-- start of Dataset entries --

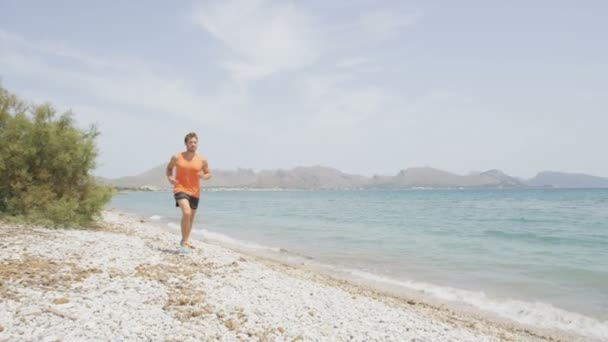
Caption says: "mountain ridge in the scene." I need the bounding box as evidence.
[98,164,608,190]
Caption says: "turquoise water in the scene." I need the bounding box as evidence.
[110,189,608,337]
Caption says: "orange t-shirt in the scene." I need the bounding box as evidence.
[173,153,203,198]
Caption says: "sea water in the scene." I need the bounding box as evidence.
[109,189,608,339]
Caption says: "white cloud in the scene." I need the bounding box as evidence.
[0,30,246,127]
[359,9,422,40]
[195,0,322,80]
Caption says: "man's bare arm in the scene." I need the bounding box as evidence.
[198,159,211,180]
[165,156,177,185]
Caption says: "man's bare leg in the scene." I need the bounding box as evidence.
[184,209,196,247]
[177,198,194,245]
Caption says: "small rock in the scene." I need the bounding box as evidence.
[53,297,70,304]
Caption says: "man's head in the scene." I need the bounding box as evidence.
[184,132,198,152]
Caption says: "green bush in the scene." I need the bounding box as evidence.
[0,87,112,226]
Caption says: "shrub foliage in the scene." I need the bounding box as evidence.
[0,87,112,226]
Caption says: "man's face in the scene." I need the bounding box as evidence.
[186,138,198,152]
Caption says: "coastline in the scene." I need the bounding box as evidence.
[0,210,592,341]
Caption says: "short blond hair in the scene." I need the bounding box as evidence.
[184,132,198,143]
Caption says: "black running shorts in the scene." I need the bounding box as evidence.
[173,192,198,209]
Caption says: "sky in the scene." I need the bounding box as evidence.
[0,0,608,178]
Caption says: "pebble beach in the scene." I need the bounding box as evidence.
[0,210,589,341]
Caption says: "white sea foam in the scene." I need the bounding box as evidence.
[201,229,281,253]
[347,270,608,340]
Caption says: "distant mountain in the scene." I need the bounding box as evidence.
[251,166,367,189]
[102,164,526,190]
[369,167,525,188]
[527,171,608,188]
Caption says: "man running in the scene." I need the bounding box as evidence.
[167,133,211,253]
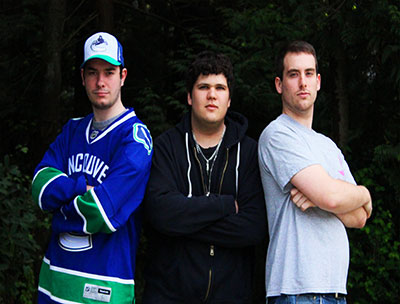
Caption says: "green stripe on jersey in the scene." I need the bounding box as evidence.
[75,189,115,233]
[32,167,66,207]
[39,261,135,304]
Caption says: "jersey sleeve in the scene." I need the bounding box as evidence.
[32,123,86,211]
[53,124,152,234]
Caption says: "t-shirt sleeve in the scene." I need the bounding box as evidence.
[260,126,317,192]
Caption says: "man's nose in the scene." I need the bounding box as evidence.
[207,88,216,99]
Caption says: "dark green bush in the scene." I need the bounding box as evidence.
[0,156,46,304]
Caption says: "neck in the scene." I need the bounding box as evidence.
[192,123,225,148]
[92,101,125,121]
[282,109,313,129]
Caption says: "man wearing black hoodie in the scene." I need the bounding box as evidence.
[144,52,266,304]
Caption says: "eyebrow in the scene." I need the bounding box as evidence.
[287,68,316,74]
[87,66,117,71]
[197,82,228,87]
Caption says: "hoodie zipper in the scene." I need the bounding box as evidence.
[193,147,229,302]
[218,148,229,194]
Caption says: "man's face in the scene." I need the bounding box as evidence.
[81,59,127,110]
[275,53,321,116]
[187,74,231,131]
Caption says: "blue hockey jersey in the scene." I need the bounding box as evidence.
[32,109,153,303]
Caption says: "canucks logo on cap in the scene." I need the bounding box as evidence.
[81,32,124,68]
[90,35,108,52]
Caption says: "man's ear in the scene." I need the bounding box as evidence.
[121,68,128,87]
[81,69,85,86]
[275,77,282,94]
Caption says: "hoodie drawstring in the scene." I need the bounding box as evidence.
[185,132,192,197]
[185,132,240,197]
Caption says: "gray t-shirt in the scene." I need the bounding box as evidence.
[258,114,355,297]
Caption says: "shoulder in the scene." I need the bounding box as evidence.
[121,110,153,155]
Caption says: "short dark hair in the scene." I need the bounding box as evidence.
[186,51,235,96]
[275,40,318,79]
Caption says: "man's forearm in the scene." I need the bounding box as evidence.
[291,165,371,214]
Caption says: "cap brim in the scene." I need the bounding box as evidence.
[81,55,122,68]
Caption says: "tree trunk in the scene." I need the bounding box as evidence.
[40,0,66,149]
[96,0,114,33]
[336,47,349,149]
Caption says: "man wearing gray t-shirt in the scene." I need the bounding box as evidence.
[258,41,372,304]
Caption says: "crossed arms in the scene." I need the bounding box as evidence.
[291,165,372,228]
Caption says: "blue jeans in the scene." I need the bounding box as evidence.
[267,293,346,304]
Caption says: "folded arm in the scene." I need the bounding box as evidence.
[291,165,372,228]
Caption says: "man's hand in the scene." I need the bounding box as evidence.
[290,188,316,211]
[363,200,372,218]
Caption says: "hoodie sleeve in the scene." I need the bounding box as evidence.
[145,134,235,236]
[189,141,267,247]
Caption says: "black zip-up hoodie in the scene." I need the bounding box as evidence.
[143,111,267,304]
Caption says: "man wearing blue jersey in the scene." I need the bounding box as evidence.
[144,52,266,304]
[258,41,372,304]
[32,32,152,304]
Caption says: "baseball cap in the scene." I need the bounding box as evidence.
[81,32,124,68]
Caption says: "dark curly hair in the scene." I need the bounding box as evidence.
[186,51,235,97]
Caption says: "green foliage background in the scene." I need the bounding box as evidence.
[0,0,400,304]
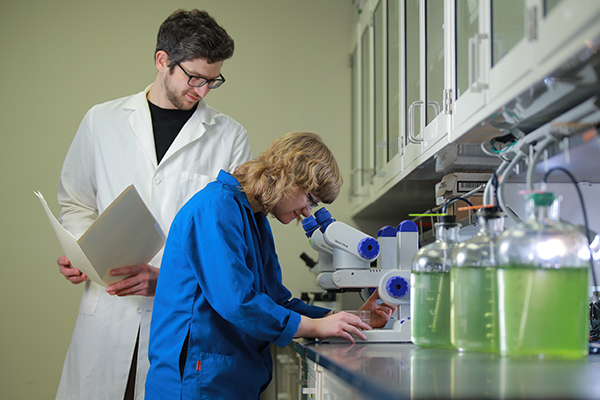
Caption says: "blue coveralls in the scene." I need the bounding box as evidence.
[146,171,329,400]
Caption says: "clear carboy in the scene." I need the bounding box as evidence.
[410,216,461,348]
[450,207,504,353]
[497,192,590,358]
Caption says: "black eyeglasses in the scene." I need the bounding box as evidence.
[306,193,319,208]
[177,63,225,89]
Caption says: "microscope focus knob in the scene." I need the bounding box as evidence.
[385,276,409,299]
[357,237,380,260]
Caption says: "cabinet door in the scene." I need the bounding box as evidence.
[352,14,375,199]
[400,0,423,169]
[448,0,491,134]
[489,0,536,99]
[403,0,449,169]
[536,0,600,77]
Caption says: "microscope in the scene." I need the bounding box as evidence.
[302,208,419,342]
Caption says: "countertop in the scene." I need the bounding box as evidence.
[291,340,600,399]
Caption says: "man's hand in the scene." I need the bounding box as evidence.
[106,264,158,296]
[56,255,87,285]
[360,290,396,328]
[294,311,371,343]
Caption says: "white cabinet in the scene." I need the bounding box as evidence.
[352,0,600,223]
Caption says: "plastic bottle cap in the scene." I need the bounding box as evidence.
[377,225,396,237]
[440,215,456,223]
[398,220,419,232]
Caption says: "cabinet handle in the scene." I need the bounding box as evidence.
[408,100,425,144]
[469,33,488,93]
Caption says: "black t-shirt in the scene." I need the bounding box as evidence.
[148,101,196,164]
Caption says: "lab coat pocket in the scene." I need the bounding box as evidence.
[176,171,216,210]
[79,280,103,315]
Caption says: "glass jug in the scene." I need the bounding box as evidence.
[410,215,460,348]
[450,207,504,353]
[498,192,590,358]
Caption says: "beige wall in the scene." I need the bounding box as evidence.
[0,0,353,399]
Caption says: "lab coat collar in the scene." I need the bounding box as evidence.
[124,84,215,168]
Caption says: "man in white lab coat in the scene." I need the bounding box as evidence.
[56,10,252,400]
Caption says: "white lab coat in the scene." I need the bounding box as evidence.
[56,87,252,400]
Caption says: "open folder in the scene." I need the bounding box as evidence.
[34,185,165,286]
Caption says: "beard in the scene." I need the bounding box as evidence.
[163,75,202,110]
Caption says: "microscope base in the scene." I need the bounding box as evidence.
[320,320,412,343]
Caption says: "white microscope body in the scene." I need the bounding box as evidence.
[305,208,418,342]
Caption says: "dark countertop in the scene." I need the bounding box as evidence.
[290,340,600,400]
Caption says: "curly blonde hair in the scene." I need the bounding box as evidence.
[232,132,343,215]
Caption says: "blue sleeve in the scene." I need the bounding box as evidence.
[182,192,300,345]
[254,217,331,318]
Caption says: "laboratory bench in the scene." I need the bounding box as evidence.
[274,340,600,400]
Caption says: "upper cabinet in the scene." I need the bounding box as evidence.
[351,0,600,230]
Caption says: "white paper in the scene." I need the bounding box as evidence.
[34,185,165,286]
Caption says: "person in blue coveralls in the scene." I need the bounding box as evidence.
[146,132,393,400]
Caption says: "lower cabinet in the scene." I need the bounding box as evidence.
[270,346,361,400]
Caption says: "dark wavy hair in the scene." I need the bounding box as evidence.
[154,9,234,70]
[233,132,343,215]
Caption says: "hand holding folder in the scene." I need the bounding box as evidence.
[34,185,165,286]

-- end of Dataset entries --

* Task prompt:
Reproduce the lines of the listing from the line holding "wearing gray t-shirt" through the line holding "[267,293,346,304]", inclusive, switching "crossed arms" to "folded arms" and leaving everything else unchanged.

* Result:
Caption says: "man wearing gray t-shirt in the scene." I need the bounding box as evidence.
[258,41,372,304]
Caption says: "folded arms in the scene." I need the bounding box as evidence.
[291,165,372,228]
Caption says: "blue jeans in the scene." I need the bounding box as evidence.
[267,293,346,304]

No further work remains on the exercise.